Start of SELECTED TEXT
Picking blackberries and collecting field mushrooms…oh the  simple pleasures of a 1950s Tasmanian childhood.

There were a couple of  uncultivated paddocks on our farm that produced basketfuls of mushrooms every autumn.  We used to eat them fried on toast for breakfast. Plain old white bread in those days of course, and toasted by the open front of our fuel stove.

Mushrooms on toast.

Mushrooms on toast before school.

As a main course we loved them simmered in some sort of sauce of my mother’s invention. 😍

My sister would also sell any excess to a local grocer for pocket money, as many Tasmanian youngsters did.

I was amazed to find that a man in my hometown of Ulverstone was growing mushrooms from spores as early as 1893. ‘ We are informed by a gentleman at West Ulverstone that he has been presented with, and partaken of two dishes of very fine mushrooms grown by Mr Albert Gillard of West Ulverstone. It may be interesting  to our readers and also the public in general to know that there was very little trouble in growing them. (Coastal News & North Western Advertiser, Feb. 3 1893)  Mr Gillard grew them in a manure bed under an open sided shed.  Well, he did have the advantage of  enjoying them out of season, but I’m sure they weren’t as tasty as those touched by sunshine and morning dew.
End of SELECTED TEXT
Start of LISTED RECORDS
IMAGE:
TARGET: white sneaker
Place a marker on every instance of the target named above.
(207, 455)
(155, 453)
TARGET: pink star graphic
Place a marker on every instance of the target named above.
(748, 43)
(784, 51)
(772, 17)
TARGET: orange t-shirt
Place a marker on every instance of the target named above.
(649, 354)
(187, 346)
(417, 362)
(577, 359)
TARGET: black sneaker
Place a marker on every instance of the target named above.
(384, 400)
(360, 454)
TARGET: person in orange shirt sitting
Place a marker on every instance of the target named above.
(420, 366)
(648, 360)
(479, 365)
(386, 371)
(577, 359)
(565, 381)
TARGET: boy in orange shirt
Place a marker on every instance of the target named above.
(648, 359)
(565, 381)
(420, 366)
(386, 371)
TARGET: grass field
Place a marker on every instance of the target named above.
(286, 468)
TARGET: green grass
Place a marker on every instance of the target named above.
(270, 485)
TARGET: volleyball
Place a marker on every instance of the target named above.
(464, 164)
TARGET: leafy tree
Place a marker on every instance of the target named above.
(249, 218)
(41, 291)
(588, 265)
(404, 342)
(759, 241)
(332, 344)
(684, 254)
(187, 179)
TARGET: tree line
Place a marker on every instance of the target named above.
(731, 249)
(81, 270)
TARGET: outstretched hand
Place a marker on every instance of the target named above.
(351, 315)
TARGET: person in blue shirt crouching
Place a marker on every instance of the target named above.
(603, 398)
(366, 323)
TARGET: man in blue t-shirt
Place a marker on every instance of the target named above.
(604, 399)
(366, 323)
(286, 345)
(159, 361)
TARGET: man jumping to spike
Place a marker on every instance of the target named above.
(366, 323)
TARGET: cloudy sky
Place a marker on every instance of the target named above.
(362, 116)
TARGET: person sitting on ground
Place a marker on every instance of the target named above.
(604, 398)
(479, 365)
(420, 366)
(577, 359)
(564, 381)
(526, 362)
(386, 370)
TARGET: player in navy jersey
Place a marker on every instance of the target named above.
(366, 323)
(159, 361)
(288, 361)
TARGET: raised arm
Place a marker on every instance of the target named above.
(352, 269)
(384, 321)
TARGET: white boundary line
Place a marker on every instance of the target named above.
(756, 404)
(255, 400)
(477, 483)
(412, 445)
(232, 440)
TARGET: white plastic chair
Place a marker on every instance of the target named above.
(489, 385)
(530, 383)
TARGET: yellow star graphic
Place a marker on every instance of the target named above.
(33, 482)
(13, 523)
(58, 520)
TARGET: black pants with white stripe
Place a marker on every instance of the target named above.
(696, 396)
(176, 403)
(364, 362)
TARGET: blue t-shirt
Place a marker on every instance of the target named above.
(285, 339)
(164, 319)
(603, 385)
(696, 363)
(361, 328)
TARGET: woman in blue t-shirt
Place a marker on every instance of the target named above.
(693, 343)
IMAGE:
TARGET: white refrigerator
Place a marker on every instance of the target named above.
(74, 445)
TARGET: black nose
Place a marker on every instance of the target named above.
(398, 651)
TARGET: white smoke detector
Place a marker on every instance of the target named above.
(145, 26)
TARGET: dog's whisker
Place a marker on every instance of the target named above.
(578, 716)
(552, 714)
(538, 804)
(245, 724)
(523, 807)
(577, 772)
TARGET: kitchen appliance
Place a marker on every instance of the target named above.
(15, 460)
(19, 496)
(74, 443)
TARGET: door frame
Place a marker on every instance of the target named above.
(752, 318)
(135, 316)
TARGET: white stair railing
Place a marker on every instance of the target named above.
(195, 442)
End of LISTED RECORDS
- _REQUIREMENT_
Set down everything in the mushroom text above from "Picking blackberries and" down to "Mushrooms on toast.", word for word.

- _REPLY_
Picking blackberries and collecting field mushrooms…oh the  simple pleasures of a 1950s Tasmanian childhood.

There were a couple of  uncultivated paddocks on our farm that produced basketfuls of mushrooms every autumn.  We used to eat them fried on toast for breakfast. Plain old white bread in those days of course, and toasted by the open front of our fuel stove.

Mushrooms on toast.